Supplied entries:
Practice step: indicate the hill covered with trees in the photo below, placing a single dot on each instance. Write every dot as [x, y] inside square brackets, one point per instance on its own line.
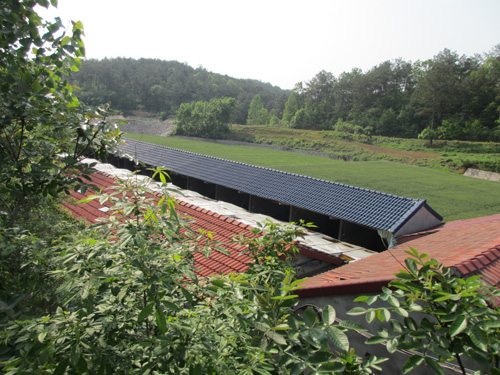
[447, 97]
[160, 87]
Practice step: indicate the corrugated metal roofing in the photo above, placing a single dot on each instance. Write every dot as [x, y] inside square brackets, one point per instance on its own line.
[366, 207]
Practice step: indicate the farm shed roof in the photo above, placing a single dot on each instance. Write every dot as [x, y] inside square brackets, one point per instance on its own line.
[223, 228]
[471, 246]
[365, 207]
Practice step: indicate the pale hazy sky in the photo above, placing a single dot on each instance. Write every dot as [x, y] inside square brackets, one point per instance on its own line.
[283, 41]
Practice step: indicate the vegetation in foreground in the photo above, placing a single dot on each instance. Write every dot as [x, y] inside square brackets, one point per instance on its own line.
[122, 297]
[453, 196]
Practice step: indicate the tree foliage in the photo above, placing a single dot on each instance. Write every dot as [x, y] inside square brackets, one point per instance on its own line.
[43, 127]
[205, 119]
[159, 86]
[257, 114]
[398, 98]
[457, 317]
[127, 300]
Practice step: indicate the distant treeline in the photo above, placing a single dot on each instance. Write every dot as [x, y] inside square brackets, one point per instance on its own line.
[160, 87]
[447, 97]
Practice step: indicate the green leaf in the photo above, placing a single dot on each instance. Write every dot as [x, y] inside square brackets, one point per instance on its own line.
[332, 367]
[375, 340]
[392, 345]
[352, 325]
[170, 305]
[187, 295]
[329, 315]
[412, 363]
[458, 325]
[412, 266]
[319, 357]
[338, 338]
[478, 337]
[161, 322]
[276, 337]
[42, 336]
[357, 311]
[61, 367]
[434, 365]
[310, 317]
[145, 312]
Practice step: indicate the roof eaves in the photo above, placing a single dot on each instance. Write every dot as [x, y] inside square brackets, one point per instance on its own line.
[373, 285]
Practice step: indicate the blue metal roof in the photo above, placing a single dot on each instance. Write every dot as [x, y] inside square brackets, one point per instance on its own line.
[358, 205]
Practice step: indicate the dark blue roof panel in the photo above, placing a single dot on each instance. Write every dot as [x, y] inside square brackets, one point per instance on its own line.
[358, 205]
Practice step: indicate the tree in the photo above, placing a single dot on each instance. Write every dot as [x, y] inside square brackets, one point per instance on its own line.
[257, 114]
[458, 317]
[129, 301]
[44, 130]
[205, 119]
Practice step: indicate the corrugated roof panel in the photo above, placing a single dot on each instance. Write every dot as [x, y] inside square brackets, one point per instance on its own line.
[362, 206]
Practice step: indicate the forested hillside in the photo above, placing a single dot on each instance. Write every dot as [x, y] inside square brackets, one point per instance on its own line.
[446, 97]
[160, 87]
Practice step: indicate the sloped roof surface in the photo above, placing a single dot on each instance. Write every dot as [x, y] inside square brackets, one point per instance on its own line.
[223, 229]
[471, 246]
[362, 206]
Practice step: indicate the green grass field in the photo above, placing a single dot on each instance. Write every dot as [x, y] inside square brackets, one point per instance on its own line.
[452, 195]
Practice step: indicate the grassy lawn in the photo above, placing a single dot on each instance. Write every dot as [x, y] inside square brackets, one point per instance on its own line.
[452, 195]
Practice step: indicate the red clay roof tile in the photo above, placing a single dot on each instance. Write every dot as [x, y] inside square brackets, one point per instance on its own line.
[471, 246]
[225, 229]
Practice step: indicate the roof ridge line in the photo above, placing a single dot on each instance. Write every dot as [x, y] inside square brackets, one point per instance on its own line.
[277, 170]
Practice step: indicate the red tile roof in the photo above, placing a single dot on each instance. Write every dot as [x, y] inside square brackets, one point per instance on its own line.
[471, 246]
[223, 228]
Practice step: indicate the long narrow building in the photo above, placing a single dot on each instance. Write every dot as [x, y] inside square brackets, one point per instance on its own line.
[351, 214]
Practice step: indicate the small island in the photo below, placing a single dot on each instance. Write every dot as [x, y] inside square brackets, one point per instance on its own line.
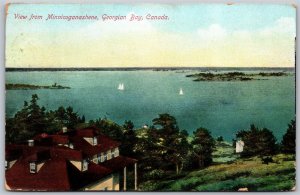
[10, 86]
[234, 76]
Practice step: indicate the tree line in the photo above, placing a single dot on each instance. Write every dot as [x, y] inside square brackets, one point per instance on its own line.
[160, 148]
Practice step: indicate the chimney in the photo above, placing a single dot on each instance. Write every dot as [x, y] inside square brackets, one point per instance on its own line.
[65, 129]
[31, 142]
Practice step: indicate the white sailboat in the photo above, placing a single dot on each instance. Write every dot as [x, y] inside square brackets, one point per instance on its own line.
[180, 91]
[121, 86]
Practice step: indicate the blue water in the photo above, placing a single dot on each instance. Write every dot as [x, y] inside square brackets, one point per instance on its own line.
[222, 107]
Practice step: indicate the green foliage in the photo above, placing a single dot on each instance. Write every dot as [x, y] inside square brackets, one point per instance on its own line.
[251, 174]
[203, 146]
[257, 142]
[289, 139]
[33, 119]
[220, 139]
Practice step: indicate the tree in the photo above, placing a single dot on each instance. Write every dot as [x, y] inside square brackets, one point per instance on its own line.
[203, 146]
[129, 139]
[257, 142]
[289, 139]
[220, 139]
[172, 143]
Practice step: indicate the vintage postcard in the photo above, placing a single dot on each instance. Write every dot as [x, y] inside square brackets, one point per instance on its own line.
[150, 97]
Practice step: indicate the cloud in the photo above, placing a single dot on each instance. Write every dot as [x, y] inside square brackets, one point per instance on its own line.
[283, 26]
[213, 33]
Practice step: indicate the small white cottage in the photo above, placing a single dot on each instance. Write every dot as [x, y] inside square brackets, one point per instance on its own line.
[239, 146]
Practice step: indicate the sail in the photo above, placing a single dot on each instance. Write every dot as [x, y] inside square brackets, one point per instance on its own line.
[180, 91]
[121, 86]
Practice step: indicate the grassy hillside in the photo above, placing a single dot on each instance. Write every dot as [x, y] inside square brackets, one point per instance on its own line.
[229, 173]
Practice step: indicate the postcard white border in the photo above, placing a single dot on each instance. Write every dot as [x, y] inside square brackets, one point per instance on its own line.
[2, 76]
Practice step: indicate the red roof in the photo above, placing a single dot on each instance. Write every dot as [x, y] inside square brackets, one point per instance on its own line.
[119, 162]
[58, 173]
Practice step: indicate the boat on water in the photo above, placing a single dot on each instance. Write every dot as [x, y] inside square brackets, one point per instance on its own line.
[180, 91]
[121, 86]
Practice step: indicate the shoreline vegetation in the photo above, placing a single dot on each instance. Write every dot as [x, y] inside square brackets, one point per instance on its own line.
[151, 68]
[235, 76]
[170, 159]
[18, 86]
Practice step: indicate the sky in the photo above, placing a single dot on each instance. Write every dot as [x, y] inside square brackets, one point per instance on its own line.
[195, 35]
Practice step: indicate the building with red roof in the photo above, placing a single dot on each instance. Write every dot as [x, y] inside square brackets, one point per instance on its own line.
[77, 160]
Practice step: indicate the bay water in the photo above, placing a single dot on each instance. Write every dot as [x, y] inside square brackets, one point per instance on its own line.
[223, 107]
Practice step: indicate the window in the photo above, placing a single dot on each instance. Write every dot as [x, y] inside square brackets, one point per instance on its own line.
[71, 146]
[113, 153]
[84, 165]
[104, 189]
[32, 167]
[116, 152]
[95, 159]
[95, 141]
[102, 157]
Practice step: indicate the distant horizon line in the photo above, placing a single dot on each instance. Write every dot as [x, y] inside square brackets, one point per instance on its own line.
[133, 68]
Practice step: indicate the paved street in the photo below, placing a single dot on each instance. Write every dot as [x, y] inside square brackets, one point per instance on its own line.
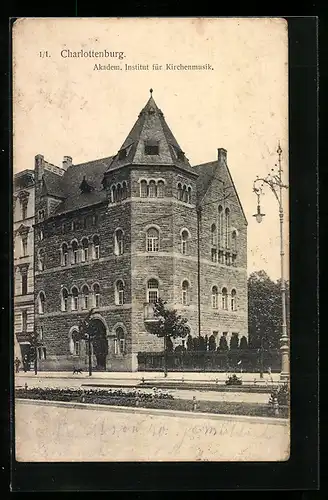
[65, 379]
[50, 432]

==

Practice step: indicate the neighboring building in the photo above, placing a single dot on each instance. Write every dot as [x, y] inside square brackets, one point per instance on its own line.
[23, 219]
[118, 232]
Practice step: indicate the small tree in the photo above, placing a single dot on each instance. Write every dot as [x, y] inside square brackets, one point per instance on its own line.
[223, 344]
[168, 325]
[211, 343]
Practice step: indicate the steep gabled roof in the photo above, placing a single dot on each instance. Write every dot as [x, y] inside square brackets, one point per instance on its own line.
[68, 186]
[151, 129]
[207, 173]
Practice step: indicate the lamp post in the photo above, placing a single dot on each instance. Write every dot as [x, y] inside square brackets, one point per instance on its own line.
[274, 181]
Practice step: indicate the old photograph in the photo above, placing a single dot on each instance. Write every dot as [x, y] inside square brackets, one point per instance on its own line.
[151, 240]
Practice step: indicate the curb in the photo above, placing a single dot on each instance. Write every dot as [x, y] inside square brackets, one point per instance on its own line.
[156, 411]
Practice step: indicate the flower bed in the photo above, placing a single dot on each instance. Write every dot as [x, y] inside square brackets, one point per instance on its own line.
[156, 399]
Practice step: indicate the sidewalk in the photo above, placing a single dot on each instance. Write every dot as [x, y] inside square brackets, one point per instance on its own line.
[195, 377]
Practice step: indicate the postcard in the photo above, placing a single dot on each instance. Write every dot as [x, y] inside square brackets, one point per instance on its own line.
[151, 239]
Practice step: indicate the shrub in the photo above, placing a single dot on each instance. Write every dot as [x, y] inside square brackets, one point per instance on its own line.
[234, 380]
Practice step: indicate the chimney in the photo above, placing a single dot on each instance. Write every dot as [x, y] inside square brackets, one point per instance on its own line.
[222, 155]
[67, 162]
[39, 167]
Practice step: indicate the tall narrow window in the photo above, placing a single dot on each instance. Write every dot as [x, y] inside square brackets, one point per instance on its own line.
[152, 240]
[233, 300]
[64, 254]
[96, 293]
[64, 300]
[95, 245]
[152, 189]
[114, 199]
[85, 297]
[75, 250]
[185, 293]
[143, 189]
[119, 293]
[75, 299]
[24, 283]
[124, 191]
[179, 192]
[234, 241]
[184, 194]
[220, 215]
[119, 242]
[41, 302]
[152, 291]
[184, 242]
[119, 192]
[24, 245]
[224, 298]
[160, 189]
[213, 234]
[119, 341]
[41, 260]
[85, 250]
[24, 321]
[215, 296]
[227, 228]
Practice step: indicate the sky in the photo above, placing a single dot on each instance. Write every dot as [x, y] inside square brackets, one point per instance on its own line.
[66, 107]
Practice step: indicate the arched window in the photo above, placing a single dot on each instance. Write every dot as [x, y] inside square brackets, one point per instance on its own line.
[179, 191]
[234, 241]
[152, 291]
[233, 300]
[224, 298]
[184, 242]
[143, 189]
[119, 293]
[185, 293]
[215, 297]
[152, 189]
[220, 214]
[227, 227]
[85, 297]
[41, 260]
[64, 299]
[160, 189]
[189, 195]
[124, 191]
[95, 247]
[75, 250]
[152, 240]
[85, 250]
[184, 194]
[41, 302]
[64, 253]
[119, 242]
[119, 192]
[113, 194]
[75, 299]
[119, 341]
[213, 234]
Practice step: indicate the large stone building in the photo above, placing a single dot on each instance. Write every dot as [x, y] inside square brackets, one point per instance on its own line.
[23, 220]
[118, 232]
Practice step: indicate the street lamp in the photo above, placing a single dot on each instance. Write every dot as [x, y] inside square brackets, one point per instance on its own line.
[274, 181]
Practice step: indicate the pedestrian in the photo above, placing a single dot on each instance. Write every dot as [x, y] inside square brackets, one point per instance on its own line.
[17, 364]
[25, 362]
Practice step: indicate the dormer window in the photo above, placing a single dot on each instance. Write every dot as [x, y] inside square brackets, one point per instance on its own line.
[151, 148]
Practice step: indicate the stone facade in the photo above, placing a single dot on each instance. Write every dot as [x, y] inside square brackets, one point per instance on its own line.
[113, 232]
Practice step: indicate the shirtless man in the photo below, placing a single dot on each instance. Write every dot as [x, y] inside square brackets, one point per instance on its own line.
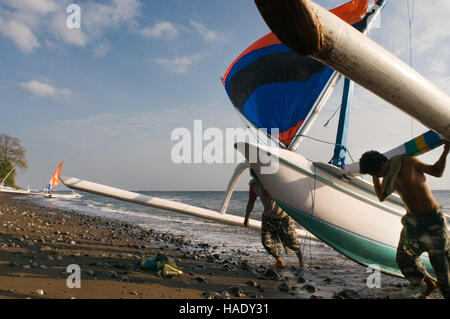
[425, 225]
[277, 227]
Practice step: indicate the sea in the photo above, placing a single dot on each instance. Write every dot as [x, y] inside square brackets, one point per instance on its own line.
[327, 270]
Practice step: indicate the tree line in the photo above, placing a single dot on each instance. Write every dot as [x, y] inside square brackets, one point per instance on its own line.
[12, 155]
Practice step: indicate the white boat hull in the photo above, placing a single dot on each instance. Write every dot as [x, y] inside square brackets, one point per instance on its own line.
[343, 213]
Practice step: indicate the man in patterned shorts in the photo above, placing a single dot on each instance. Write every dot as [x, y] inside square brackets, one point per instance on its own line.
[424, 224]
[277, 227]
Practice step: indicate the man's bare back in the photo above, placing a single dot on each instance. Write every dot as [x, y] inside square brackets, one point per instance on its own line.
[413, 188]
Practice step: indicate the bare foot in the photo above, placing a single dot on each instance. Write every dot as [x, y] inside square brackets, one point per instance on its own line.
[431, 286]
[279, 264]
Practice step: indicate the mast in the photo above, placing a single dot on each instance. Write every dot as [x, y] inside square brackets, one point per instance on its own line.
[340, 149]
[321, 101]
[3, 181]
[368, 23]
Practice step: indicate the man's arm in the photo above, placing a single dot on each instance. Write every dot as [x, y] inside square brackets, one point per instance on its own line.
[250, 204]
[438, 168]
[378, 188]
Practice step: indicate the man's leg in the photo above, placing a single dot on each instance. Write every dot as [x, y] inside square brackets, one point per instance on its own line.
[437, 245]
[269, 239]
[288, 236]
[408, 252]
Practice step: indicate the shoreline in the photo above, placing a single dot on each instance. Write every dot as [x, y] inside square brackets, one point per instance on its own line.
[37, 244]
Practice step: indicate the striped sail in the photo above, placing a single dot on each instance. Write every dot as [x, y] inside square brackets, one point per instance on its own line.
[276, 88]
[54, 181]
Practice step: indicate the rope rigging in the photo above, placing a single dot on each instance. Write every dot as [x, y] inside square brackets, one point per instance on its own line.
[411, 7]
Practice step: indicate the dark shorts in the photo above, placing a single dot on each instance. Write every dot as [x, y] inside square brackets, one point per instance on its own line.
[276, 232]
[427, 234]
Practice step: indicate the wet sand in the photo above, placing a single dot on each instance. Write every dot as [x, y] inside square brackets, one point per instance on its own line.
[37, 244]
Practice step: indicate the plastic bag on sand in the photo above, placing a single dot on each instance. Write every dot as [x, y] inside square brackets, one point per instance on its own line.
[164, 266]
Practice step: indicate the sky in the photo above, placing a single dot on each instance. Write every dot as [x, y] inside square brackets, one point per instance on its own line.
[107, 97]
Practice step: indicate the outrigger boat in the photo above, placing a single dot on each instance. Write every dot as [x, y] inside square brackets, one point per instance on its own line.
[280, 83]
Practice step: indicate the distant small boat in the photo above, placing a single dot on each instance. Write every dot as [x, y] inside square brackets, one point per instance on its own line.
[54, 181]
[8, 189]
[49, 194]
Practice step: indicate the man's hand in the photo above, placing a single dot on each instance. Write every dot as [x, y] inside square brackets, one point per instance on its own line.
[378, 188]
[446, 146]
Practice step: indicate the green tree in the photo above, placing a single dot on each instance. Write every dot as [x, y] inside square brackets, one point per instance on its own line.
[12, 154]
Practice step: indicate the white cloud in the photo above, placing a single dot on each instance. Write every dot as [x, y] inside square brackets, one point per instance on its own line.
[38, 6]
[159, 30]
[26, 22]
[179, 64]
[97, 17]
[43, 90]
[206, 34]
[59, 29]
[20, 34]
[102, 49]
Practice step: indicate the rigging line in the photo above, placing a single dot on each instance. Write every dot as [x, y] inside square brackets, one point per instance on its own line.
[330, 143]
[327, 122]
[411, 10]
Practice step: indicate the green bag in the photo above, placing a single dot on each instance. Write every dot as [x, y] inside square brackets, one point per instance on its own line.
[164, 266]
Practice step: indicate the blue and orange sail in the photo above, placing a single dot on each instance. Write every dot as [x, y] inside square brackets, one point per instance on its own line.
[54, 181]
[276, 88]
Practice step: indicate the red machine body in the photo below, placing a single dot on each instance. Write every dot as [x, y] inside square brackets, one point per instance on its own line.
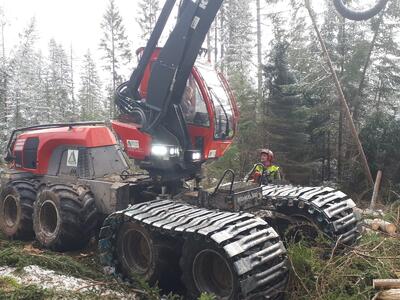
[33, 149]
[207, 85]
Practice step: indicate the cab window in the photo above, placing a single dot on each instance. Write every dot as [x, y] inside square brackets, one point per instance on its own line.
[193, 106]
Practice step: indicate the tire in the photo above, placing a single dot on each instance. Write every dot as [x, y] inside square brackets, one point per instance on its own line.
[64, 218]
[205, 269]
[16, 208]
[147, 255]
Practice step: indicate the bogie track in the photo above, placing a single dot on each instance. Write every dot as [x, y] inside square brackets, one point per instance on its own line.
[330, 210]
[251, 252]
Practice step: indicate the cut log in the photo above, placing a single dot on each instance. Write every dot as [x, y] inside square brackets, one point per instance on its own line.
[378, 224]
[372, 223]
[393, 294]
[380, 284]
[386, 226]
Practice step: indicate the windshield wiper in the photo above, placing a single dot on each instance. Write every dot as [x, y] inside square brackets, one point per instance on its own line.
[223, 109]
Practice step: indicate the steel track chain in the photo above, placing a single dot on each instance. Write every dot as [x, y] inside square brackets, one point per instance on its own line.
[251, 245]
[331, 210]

Written task: Pull out every row above that contains the word "distant", and copy each one in full.

Exercise result:
Practice step: indicate the distant treeline in the photo above, placing a single dot on each instance. Write every dot as [x, y] inside square brackets, one point per instance on its own line.
Practice step: indicate the distant horizon line in the photo above, placing a single dot on each instance. Write every dot as [x, y] inside square brackets, one point per instance on its own line.
Practice step: indicate the distant small boat in the photo above, placing a single dot on each instance. Write every dot as [x, y] inside square brackets, one point per instance on its own line.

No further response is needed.